_Try it_
If a line includes "water", copy it out of the entries.

Natural language region descriptions:
-=-=-

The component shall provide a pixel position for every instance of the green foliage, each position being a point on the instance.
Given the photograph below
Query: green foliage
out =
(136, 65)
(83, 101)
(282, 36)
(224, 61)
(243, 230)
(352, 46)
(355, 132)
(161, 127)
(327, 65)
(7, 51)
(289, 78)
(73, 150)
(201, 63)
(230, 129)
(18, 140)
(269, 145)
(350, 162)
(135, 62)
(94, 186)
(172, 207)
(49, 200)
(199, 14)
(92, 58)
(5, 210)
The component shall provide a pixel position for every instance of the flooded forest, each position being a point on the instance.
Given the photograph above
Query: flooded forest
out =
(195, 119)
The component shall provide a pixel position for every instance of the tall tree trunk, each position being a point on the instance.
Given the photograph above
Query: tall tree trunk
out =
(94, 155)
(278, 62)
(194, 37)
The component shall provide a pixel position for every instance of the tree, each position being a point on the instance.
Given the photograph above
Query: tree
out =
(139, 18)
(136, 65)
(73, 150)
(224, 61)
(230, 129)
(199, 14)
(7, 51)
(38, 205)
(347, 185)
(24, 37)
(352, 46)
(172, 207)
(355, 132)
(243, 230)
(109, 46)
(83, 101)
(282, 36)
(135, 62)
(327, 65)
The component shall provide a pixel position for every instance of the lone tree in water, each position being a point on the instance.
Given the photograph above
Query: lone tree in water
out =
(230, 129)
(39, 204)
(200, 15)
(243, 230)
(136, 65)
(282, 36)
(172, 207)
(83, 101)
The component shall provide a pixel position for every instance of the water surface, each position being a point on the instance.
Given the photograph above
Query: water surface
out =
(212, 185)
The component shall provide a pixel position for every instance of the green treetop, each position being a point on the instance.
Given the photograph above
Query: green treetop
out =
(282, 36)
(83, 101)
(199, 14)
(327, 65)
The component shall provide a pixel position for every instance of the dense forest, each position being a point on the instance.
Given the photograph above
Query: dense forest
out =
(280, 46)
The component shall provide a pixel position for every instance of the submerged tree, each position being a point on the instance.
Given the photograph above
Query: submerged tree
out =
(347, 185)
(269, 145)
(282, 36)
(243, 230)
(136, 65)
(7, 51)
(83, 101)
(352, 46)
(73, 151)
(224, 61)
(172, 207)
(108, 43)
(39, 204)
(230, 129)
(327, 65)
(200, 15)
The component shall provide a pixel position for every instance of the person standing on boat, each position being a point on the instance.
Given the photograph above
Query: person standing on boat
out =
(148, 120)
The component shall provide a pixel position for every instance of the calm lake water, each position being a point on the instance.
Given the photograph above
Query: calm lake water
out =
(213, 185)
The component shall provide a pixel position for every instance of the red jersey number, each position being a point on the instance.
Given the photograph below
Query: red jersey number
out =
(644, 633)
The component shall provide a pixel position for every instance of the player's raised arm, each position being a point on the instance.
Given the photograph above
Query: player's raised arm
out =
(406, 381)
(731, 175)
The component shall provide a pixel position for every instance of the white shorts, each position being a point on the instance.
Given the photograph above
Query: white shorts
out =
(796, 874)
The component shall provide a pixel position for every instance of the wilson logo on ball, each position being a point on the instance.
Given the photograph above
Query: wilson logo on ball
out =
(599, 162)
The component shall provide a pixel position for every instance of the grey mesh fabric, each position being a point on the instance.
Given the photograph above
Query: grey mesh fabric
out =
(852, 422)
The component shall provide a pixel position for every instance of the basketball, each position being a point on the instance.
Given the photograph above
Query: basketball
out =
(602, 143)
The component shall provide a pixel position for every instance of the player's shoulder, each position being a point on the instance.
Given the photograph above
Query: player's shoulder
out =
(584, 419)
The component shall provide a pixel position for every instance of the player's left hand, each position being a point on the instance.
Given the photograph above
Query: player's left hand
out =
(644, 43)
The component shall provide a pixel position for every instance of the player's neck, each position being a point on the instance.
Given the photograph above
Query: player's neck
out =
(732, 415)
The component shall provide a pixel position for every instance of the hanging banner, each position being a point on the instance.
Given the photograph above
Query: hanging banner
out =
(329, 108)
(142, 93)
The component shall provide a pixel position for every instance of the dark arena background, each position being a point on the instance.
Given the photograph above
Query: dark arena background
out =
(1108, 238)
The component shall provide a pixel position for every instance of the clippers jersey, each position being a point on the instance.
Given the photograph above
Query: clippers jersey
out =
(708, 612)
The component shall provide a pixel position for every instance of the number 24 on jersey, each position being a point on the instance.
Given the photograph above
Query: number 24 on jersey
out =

-=-=-

_Result for this task_
The component shall provide a pixel position for every instance of the lone tree in water, each position being a point on the instance.
Query: lone tree in water
The component shall provide a pixel position for every instance of the water surface, each position being a point on the instance.
Query: water surface
The component shall provide a pixel position for every instance of the calm lake water, each position being a point on the instance.
Query: calm lake water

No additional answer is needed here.